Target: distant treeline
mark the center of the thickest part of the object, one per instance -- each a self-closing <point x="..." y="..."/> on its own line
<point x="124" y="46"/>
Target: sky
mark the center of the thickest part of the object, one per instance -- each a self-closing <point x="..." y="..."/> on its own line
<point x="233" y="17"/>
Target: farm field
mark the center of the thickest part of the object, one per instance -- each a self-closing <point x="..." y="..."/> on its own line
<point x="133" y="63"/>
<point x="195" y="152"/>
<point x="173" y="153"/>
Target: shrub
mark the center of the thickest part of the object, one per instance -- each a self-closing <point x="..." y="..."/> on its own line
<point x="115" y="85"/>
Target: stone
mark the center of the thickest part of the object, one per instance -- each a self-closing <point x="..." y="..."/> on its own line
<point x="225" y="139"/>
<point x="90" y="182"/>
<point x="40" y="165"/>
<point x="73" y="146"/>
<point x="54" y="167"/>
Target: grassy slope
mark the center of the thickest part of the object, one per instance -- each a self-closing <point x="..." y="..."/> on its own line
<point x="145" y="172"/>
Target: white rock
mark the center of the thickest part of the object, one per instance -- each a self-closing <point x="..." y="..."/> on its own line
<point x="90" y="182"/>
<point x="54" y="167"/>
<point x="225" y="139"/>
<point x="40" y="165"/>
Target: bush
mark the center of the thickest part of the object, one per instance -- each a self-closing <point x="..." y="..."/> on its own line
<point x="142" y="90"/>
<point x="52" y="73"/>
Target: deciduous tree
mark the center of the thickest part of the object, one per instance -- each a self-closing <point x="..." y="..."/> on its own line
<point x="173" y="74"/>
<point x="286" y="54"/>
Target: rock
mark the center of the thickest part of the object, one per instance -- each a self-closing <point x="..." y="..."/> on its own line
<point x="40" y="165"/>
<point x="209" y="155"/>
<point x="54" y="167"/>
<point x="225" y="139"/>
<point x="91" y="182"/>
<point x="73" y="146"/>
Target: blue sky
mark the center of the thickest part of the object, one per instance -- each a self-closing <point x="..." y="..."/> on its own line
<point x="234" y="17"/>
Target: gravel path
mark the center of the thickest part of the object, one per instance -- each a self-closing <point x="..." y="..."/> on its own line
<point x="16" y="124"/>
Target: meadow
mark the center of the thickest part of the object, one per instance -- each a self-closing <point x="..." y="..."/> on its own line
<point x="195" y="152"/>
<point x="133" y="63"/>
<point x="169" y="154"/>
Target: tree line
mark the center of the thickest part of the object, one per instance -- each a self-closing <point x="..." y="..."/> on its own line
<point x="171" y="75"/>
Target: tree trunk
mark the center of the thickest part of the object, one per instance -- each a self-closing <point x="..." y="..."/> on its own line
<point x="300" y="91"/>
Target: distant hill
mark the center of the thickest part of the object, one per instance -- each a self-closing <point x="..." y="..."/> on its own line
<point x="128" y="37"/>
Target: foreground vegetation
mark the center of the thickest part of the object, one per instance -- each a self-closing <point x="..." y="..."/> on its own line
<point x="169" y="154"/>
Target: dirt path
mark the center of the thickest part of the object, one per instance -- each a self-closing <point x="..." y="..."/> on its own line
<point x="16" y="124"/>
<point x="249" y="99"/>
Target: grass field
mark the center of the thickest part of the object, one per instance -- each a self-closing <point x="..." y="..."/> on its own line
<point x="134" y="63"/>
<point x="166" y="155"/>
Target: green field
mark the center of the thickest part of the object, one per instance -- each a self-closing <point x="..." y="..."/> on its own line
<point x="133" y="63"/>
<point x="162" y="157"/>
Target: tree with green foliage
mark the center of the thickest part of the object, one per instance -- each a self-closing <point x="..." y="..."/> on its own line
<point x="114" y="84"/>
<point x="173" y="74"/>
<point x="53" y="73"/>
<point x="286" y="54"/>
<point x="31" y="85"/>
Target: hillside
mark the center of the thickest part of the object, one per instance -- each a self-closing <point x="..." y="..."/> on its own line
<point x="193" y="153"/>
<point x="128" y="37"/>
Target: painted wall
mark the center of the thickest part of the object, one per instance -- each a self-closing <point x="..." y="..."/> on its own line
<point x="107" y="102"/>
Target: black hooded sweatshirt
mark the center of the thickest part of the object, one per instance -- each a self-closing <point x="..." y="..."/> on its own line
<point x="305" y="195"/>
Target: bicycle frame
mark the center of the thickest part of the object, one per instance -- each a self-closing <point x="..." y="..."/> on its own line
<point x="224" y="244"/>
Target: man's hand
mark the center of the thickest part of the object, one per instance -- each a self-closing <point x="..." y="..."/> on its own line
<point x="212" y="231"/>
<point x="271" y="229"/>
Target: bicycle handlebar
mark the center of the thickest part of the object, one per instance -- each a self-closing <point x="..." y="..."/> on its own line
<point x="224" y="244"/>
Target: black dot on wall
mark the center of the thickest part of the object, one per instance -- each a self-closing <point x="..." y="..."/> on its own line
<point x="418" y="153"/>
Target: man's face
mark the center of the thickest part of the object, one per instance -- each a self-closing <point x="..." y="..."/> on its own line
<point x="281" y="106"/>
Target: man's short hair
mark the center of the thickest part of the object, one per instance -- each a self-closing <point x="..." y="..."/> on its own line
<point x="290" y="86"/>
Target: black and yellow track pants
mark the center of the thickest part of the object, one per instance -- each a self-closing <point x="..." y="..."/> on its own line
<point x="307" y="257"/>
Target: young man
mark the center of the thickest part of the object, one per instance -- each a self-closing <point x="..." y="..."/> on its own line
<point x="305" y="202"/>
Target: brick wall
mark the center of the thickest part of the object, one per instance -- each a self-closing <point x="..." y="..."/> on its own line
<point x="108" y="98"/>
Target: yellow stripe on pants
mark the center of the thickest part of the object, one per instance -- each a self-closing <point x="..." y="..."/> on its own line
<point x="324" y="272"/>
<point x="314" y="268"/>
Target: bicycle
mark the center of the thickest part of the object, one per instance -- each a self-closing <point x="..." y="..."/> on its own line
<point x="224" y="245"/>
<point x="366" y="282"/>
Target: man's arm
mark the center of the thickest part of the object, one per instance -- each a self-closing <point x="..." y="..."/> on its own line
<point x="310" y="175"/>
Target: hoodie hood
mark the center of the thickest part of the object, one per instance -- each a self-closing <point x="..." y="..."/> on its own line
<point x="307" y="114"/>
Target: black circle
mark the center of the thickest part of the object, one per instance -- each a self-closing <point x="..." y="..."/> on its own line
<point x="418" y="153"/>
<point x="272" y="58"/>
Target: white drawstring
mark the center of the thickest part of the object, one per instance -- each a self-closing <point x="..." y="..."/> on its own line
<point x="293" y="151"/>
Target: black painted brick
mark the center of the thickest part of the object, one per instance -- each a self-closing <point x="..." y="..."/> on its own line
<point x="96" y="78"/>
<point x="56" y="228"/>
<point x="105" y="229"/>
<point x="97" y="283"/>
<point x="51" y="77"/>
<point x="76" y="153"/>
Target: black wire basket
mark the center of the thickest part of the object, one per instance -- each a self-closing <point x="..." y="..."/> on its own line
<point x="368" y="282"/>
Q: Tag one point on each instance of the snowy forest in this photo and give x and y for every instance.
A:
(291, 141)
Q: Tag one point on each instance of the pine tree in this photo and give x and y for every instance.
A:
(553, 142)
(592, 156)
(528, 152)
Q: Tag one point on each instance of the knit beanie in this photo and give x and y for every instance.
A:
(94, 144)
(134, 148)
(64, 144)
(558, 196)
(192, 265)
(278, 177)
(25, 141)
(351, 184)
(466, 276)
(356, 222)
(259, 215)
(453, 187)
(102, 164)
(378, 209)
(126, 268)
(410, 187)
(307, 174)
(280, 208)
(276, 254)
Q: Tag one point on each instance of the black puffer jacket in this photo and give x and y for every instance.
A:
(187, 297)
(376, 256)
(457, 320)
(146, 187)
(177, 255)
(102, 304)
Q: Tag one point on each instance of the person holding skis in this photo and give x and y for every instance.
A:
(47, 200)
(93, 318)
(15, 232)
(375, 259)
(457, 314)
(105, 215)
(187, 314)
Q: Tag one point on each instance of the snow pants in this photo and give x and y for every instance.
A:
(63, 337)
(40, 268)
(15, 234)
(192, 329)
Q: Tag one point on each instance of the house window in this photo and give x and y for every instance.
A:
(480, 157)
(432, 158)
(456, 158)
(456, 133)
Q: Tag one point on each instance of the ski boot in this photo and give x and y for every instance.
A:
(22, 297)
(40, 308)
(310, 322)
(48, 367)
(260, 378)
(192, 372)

PROBLEM REQUIREMENTS: Show a copy of each line from the data that includes the word "distant".

COMPLETED TASK:
Target: distant treeline
Target: distant hill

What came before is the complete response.